In the commentary on Nephi's chiasmi below, what does the second chiasmus in chapter thirty-three concern?

PASSAGE SHOWN:

■ ■ ■ ■ ■ ■ ■

The power and importance of writing overshadows Nephi’s disparagement of his own writing skill and his comment about the power of the Holy Ghost to carry the spoken word into the hearts of the listeners. Notably, level B–Bʹ of the first chiasmus in chapter thirty-three is, drawing meaning from the analogues, merely a comment about Nephi’s skill. He says,
[B] neither am I mighty in writing, like unto speaking—[Bʹ] wherefore, they cast many things away which are written and esteem them as things of naught.24
He says the same thing in level C–Cʹabout the power of the Holy Ghost when it comes to oratory.
[C] for when a man speaketh by the power of the Holy Ghost the power of the Holy Ghost carrieth it unto the hearts of the children of men. [Cʹ] But behold, there are many that harden their hearts against the Holy Spirit, that it hath no place in them; 25
The doctrinal point in this first chiasmus has nothing to do with Nephi’s preference for his oratory over his poor writing skills.26The point is the power of the Holy Ghost to enlighten the mind of the hearer or reader. Moreover, it must be that there is more power in the written word because it can be, as required for enlightenment, studied out in one’s mind: read and appreciated and re-read and understood more clearly.
The second chiasmus in chapter thirty-three is a cri de coeur. It describes Nephi’s feelings about his people, and is, perhaps, the only place where Nephi shows his emotions. It is about petitionary prayer.27
A and especially unto my people. For I pray continually for them by day, and mine eyes water my pillow by night, because of them;
B and I cry unto my God in faith,
Bʹ and I know that he will hear my cry.
Aʹ And I know that the Lord God will consecrate my prayers for the gain of my people.28
Nephi’s cry to God is what faith is: prayer is what one does because of one’s hope in one’s belief. Nephi’s statement that he prayed in faith means Nephi was not only faithful by the act of prayer, it means he worked to accomplish the desires expressed in his petitions to God. His work? What he wrote.
The third chiasmus says why Nephi’s writings are important. They speak of Christ and persuade men to believe in Him. How people react to Nephi’s work bespeaks the spirit they portray.
A And the words which I have written in weakness will be made strong unto them;
B for it persuadeth them to do good;
C it maketh known unto them of their fathers;
D and it speaketh of Jesus,
Dʹ and persuadeth them to believe in him,
Cʹ and to endure to the end, which is life eternal.

■ ■ ■ ■ ■ ■ ■

ENTRIES PROVIDED:

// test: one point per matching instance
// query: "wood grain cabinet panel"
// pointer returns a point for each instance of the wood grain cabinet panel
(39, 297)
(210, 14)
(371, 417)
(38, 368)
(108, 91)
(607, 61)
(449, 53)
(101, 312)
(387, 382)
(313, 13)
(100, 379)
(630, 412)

■ ■ ■ ■ ■ ■ ■

EXERCISE SOLUTION:
Petitionary prayer.